Excerpt to read:
☆ ☆ ☆

RIYADH: Kuwait’s non-oil growth is projected to increase to about 3.8 percent in 2023 on account of a robust expatriate community, the International Monetary Fund has forecast.
While overall growth is anticipated to drop to 0.1 percent this year, the non-oil economy will be strengthened on the back of the financial stimulus and partial recovery in the employment of expatriates, according to the IMF’s latest analysis of Kuwait.
The county’s advancement will occur despite the slow growth of real credit, said the report, adding: “Benefiting from high oil production and prices, Kuwait’s economic recovery continues.”
The report noted that Kuwait showed adequate recovery from the effects of the pandemic, and inflation has been controlled given the limited spillover from higher global food and energy prices.
This resulted from managed prices and subsidies, as well as the general tightening of monetary policy in line with major central banks.
Kuwait’s fiscal balance has developed since its overall fiscal surplus is expected to have increased by 22.5 percent of the gross domestic product in 2022, up from 6.4 percent in 2021.
As for the country’s external balance, the current account surplus is estimated to have increased to 33 percent of the GDP last year, up from 26.6 percent in 2021.
Additionally, the country’s financial stability has been preserved as its banking sector sustains an efficient level of capital and liquidity.
The instability of oil prices and production brought on by external factors pose risks to Kuwait’s external balance, public finances, growth and inflation, according to the report.
Kuwait’s economy could also be at risk of the slowdown in global growth due to further tightening of monetary policy or pressures in the banking sectors of major advanced economies.
The report also noted that the country is susceptible to the delay in implementing the necessary financial and structural reforms, which could lead to the continuation of the current public fiscal policy.
In turn, this might damage investor trust, while limiting progress towards diversifying economic activity and boosting its competitiveness.
“The dominance of oil in the economy, coupled with global decarbonization trends, necessitates fiscal reforms to reinforce sustainability, and structural reforms to boost non-oil private sector-led growth,” said the report, adding: “Political gridlock between the government and parliament has hindered reform progress, which could be made now from a position of strength.”

☆ ☆ ☆

Dataset content:
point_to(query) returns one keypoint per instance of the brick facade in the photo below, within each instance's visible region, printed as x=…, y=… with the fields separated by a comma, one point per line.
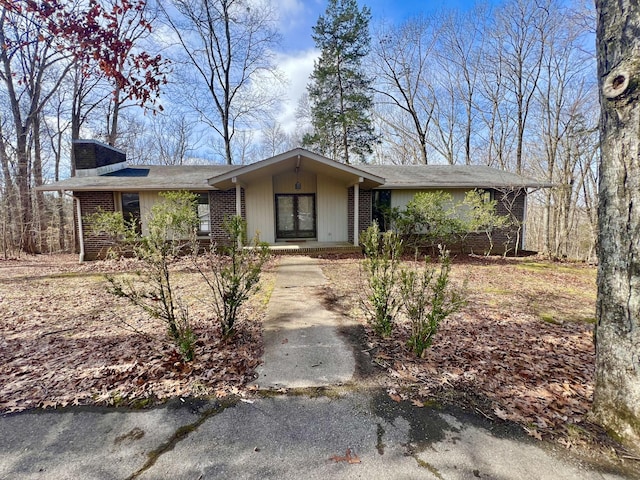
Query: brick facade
x=222, y=204
x=365, y=211
x=510, y=203
x=95, y=246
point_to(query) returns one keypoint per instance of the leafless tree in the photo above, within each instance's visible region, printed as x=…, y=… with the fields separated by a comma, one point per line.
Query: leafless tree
x=617, y=392
x=401, y=56
x=227, y=46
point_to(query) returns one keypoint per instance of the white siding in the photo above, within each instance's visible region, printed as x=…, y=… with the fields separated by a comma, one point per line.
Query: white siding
x=260, y=210
x=286, y=182
x=332, y=211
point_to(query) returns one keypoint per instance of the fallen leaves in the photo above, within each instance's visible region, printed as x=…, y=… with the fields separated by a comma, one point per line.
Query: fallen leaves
x=63, y=341
x=499, y=349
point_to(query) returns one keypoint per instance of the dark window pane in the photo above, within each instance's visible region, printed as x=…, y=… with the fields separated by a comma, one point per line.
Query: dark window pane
x=131, y=209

☆ ☆ ☆

Exercise requirements:
(1) Answer from the article on Kuwait's economy:
(a) To about what rate is Kuwait's non-oil growth projected to increase in 2023?
(b) To what share of GDP is the current account surplus estimated to have increased last year?
(c) According to the report, what has hindered reform progress?
(2) Translate this sentence from the article on Kuwait's economy into Spanish: "Additionally, the country’s financial stability has been preserved as its banking sector sustains an efficient level of capital and liquidity."
(3) Repeat the passage of the article on Kuwait's economy starting with "Kuwait’s fiscal balance" and going on through "capital and liquidity.".
The material placed after the article on Kuwait's economy is separate from it.

Responses to the exercise:
(1)
(a) About 3.8 percent.
(b) 33 percent of the GDP.
(c) Political gridlock between the government and parliament.

(2) Además, la estabilidad financiera del país se ha preservado, ya que su sector bancario mantiene un nivel eficiente de capital y liquidez.

(3)
Kuwait’s fiscal balance has developed since its overall fiscal surplus is expected to have increased by 22.5 percent of the gross domestic product in 2022, up from 6.4 percent in 2021.
As for the country’s external balance, the current account surplus is estimated to have increased to 33 percent of the GDP last year, up from 26.6 percent in 2021.
Additionally, the country’s financial stability has been preserved as its banking sector sustains an efficient level of capital and liquidity.